**INSTRUCTIONS TO FOLLOW:**
Count the lines in the entries below that contain the string "building", treating uppercase and lowercase as different. Reply with the number only.

• • •

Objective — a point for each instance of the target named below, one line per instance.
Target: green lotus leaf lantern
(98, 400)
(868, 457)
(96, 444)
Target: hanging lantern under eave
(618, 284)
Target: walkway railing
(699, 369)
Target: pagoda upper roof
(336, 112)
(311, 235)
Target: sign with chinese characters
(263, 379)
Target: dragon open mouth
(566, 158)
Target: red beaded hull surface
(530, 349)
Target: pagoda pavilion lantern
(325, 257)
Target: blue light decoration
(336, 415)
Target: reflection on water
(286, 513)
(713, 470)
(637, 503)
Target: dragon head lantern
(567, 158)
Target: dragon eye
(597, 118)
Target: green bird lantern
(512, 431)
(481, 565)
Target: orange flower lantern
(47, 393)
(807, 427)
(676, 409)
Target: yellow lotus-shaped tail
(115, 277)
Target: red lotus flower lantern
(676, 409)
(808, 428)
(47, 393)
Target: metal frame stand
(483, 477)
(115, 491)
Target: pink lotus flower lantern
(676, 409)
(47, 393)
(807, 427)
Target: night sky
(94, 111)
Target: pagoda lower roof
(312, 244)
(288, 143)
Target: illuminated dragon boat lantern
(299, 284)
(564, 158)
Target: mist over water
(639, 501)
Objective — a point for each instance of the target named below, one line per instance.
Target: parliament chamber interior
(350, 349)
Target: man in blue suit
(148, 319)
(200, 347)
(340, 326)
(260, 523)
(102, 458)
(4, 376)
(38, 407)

• • •

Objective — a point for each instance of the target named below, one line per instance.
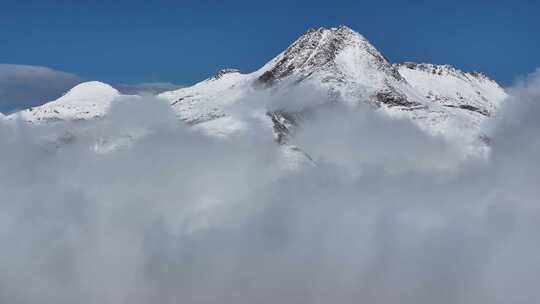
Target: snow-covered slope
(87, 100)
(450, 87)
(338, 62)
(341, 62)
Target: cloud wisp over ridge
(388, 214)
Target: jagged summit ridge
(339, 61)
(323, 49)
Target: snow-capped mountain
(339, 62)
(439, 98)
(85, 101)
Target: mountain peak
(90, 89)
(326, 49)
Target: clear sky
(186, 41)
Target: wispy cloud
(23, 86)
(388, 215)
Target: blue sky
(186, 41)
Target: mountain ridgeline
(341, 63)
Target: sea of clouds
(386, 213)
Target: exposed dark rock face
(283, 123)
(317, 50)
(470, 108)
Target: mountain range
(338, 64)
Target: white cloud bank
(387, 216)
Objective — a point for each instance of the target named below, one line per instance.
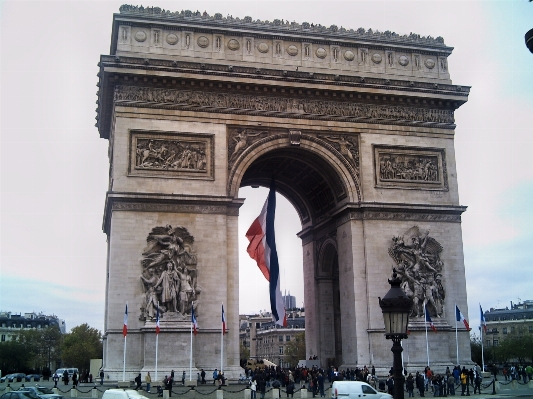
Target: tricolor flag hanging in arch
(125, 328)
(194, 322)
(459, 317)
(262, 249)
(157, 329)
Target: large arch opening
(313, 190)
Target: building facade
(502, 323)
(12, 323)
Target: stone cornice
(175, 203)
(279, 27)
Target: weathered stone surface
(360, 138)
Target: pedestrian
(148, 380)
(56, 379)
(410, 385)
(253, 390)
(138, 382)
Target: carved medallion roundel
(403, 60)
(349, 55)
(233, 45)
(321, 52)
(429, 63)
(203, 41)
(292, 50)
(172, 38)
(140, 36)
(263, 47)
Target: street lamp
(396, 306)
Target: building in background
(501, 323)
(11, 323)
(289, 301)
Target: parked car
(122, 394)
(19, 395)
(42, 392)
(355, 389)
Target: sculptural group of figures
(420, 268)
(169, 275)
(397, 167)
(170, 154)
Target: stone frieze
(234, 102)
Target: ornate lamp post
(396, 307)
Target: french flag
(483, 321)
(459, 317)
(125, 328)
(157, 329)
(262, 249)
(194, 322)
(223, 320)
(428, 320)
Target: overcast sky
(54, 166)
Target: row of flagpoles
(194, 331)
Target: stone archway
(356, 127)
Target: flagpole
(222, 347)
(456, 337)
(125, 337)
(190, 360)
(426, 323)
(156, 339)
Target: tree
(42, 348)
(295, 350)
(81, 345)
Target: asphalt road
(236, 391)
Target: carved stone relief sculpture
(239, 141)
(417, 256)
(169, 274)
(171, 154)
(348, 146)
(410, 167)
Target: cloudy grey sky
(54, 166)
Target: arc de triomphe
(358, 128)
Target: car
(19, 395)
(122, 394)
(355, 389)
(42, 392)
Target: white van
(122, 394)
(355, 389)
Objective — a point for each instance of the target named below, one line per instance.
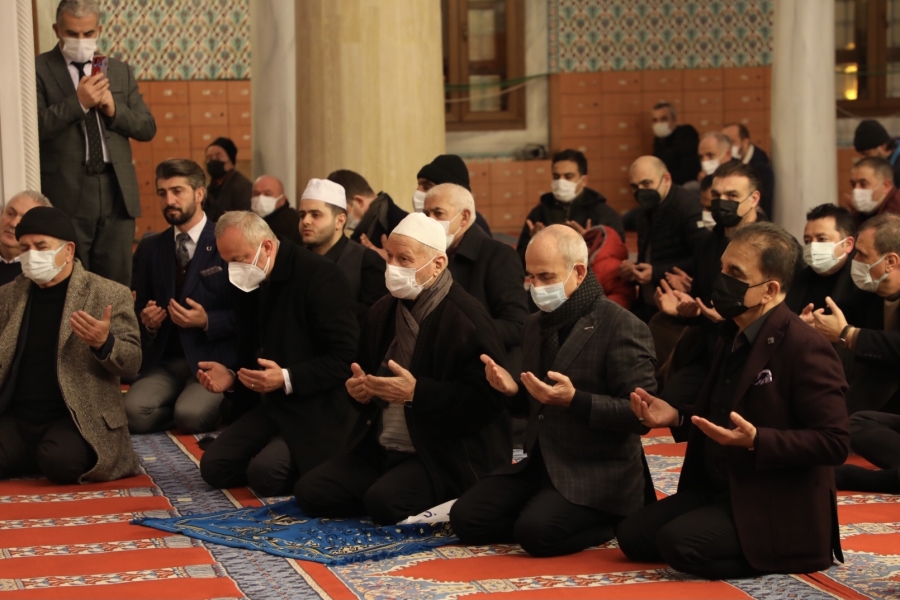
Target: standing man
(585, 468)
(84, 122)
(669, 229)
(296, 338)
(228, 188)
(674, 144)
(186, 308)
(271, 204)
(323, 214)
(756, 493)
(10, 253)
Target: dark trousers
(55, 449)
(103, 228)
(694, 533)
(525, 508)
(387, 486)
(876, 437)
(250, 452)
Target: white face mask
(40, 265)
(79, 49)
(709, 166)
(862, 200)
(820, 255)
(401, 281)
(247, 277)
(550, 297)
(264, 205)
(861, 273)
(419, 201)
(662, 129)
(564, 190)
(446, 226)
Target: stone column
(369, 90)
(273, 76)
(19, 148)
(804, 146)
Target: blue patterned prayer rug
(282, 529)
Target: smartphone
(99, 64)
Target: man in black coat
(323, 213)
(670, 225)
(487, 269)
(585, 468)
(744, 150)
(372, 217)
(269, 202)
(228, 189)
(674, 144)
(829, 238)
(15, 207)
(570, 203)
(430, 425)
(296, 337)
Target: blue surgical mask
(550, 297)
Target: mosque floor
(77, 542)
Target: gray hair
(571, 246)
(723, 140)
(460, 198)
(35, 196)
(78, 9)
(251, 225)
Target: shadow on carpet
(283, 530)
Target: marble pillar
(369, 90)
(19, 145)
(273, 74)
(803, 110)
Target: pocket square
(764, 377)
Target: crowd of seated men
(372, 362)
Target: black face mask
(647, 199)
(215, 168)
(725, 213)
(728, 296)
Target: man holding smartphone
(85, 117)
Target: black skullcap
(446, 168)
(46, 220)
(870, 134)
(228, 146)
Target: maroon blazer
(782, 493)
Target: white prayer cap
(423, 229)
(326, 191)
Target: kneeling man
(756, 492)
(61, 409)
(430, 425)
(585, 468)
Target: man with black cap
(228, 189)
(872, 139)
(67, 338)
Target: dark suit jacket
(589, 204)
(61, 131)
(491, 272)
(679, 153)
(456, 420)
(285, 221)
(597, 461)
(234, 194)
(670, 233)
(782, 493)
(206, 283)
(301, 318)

• • •

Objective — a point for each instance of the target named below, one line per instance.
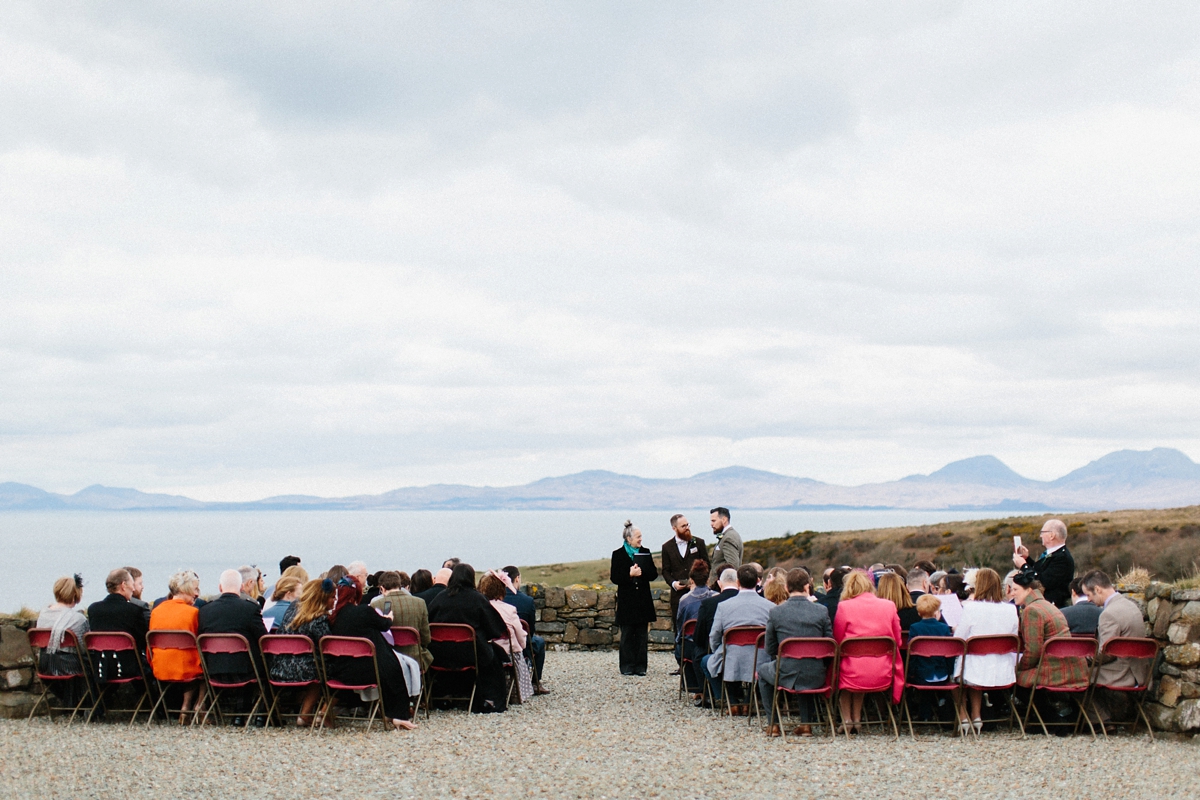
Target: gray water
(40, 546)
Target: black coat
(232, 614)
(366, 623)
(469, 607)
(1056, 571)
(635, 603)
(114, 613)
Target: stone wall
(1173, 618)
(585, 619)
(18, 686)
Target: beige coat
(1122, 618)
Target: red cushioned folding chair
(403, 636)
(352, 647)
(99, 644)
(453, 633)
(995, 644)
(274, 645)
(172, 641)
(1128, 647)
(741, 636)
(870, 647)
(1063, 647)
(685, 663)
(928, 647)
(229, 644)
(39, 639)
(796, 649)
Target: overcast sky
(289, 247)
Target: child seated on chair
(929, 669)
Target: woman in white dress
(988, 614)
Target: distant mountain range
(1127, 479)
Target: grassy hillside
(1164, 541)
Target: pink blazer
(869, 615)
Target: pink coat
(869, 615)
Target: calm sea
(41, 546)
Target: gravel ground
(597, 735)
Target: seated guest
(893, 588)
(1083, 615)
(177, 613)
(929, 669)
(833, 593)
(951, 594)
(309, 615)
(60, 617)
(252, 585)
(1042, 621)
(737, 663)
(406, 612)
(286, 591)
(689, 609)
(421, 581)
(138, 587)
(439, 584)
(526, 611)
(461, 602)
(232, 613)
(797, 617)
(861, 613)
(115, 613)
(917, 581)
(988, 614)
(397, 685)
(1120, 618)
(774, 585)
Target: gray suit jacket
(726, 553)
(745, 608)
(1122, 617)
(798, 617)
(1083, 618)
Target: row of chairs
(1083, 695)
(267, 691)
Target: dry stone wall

• • •

**RESULT OF THIS TASK:**
2